**WHAT IS ASKED:**
Reproduce every item below word for word, keeping each line and character unchanged.

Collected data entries
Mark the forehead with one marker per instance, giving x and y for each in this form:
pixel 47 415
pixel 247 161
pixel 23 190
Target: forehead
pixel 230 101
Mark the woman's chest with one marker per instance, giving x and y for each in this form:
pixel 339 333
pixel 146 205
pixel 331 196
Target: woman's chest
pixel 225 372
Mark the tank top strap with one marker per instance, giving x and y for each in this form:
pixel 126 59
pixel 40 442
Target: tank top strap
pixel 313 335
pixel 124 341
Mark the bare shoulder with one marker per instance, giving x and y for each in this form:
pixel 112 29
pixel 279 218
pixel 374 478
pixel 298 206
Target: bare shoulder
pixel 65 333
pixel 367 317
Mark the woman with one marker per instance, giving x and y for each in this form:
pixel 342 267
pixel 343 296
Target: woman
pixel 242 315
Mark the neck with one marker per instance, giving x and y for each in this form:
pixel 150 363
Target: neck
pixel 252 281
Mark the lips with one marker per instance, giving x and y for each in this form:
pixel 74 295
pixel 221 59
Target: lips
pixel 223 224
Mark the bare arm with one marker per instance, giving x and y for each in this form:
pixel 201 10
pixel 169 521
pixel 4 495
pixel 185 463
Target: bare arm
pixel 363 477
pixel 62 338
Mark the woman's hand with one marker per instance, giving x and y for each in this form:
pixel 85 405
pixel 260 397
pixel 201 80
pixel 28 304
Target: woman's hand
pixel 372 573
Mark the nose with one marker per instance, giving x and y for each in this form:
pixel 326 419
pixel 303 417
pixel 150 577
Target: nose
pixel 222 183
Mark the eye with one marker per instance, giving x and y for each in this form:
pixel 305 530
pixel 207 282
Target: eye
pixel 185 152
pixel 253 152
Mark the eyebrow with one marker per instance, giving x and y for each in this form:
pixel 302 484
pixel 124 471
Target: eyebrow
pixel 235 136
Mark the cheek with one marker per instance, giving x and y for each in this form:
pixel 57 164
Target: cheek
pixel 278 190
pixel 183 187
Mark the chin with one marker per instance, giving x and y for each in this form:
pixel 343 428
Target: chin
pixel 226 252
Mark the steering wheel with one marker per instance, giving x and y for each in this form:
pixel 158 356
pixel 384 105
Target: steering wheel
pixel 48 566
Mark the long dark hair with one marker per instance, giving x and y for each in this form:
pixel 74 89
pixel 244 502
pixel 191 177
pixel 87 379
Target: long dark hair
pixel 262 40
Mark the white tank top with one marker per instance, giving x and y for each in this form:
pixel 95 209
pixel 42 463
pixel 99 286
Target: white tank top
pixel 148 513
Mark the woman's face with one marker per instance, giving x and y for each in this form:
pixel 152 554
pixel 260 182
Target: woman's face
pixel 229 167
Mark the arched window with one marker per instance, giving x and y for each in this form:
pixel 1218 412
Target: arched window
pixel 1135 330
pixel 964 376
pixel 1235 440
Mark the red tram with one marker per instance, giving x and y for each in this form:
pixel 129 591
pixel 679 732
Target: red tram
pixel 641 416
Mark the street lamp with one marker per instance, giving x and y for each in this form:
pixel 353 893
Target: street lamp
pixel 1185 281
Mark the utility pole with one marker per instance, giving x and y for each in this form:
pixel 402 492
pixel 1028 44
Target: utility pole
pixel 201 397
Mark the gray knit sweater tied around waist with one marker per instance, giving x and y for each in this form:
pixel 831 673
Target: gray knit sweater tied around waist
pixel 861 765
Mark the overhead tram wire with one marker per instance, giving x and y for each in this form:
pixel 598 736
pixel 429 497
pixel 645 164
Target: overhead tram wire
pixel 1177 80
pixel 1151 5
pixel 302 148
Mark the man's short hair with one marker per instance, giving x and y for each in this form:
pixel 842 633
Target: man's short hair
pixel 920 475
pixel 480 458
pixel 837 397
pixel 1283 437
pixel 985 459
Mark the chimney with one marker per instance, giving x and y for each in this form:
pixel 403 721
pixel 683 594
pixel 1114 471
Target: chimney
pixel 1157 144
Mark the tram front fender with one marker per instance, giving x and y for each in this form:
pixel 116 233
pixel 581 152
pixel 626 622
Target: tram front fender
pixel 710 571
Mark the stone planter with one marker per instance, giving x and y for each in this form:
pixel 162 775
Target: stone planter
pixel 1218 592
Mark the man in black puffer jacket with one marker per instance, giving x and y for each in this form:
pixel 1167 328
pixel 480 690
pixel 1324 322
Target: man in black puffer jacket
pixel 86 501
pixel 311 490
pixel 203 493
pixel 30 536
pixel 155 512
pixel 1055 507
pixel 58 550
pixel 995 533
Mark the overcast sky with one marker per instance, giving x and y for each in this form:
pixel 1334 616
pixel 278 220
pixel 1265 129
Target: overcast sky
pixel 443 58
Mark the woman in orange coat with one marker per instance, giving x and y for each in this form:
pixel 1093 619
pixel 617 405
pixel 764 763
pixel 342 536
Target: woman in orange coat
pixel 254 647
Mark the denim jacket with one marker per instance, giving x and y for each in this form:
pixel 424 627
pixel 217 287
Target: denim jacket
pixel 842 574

**EXERCISE SOLUTION:**
Mark the forehead with one marker per instance, giving x and y for each in this form:
pixel 47 415
pixel 247 161
pixel 23 190
Target: forehead
pixel 230 101
Mark the woman's chest with one marker per instance, giving x and y for each in this form:
pixel 339 333
pixel 146 205
pixel 331 196
Target: woman's chest
pixel 225 372
Mark the tank top strap with one marker per instance, giving x and y for each in this form:
pixel 126 59
pixel 40 442
Target: tank top strap
pixel 313 335
pixel 124 341
Mark the bare shoulder with one marker per instance, giving x and y for each in this form:
pixel 112 29
pixel 279 218
pixel 374 478
pixel 298 206
Target: bare shoulder
pixel 65 333
pixel 367 317
Mark the woman with one marker per instance, giving x and y for each in this form:
pixel 342 267
pixel 343 296
Target: woman
pixel 242 315
Mark the neck with one marker per instance, giving x and y for each in this form:
pixel 150 363
Target: neck
pixel 252 281
Mark the lips with one marker per instance, giving x and y for each in this form:
pixel 74 295
pixel 221 59
Target: lips
pixel 223 224
Mark the bare arm with one marker per instance, giving x and y for each in this form:
pixel 201 10
pixel 169 521
pixel 4 495
pixel 185 463
Target: bare arm
pixel 363 477
pixel 62 338
Mark the woman's hand with one marker per instance, giving x and y for each in this form:
pixel 85 405
pixel 260 397
pixel 201 80
pixel 28 304
Target: woman's hand
pixel 372 573
Mark the nose with one marker per instance, giving x and y for each in this form:
pixel 326 419
pixel 303 417
pixel 150 577
Target: nose
pixel 222 183
Mark the eye with one marker per instance, giving x and y for each in this form:
pixel 305 530
pixel 207 282
Target: eye
pixel 185 152
pixel 253 152
Mark the eyebrow with one marker per instance, giving x and y for each in this form:
pixel 302 484
pixel 124 471
Target: eyebrow
pixel 235 136
Mark the cheek with one marker per instance, giving x and y for each in this form:
pixel 57 164
Target: cheek
pixel 278 190
pixel 183 187
Mark the chin with one marker per instance, giving x and y for each in this form:
pixel 343 428
Target: chin
pixel 226 252
Mark the steering wheel with one marker per instance, giving x and y for each in this form:
pixel 158 356
pixel 384 105
Target: steering wheel
pixel 48 566
Mark the long dark hair with one marker per instance, giving x and y for each in this form:
pixel 74 89
pixel 244 502
pixel 191 177
pixel 87 379
Target: long dark hair
pixel 262 40
Mark the white tank top with one marker per instance, giving x and y for each in this form:
pixel 95 209
pixel 42 463
pixel 99 286
Target: white tank top
pixel 148 513
Mark the woman's face with one marker per instance, giving x and y for each in this form:
pixel 152 554
pixel 260 182
Target: woman's face
pixel 229 167
Mark the arched window with one marker per instance, giving x and y for each in this form:
pixel 1218 412
Target: arched window
pixel 1135 330
pixel 964 376
pixel 1235 440
Mark the red tram with one marker per instance, giving x and y for each in this form:
pixel 129 591
pixel 679 732
Target: red tram
pixel 641 416
Mark the street lamp with one marker per instance, giving x and y for each in this form:
pixel 353 893
Target: street lamp
pixel 1185 281
Mark the utility pole with one marker per instance, giving x and y for each in this form:
pixel 402 492
pixel 1028 44
Target: utility pole
pixel 201 397
Mark the gray knit sweater tied around waist with one marker per instance, giving x and y for each in this form:
pixel 831 673
Target: gray knit sweater tied around waist
pixel 861 765
Mark the overhead tram wire with one marker per instance, giving x and y for each in this form:
pixel 598 736
pixel 429 497
pixel 645 164
Target: overhead tram wire
pixel 1177 80
pixel 1151 5
pixel 302 148
Mark the man's short hair with one marker per instance, giving x and y for each in this form:
pixel 842 633
Target: man's short hair
pixel 920 475
pixel 480 458
pixel 837 397
pixel 1283 437
pixel 985 459
Mark the chimney with one marker per instance, giving x and y for each in this form:
pixel 403 721
pixel 683 594
pixel 1114 471
Target: chimney
pixel 1157 144
Mark the tram front fender with one marker per instance, giving x and y for each in this form:
pixel 116 233
pixel 581 152
pixel 626 622
Target: tram front fender
pixel 710 571
Mark the stone planter with one marker per instance, giving x and y for each in this form:
pixel 162 775
Target: stone planter
pixel 1218 592
Mark the man in black puffer jacket with one marker per instance, giving x and y for each in this form:
pixel 1167 328
pixel 480 690
pixel 1324 322
Target: man in black puffer jacket
pixel 86 501
pixel 311 490
pixel 203 493
pixel 30 536
pixel 155 512
pixel 1055 507
pixel 58 550
pixel 995 533
Mark the overcast sky with one marker per instance, giving x and y for each in this form:
pixel 1334 616
pixel 278 220
pixel 1265 129
Target: overcast sky
pixel 443 58
Mark the woman in orange coat with one marker per instance, giving x and y for each in this form:
pixel 1093 619
pixel 617 405
pixel 764 763
pixel 342 536
Target: woman in orange coat
pixel 254 647
Mark the denim jacket with one marker per instance, giving x and y for each in this form:
pixel 424 627
pixel 217 287
Target: denim jacket
pixel 842 574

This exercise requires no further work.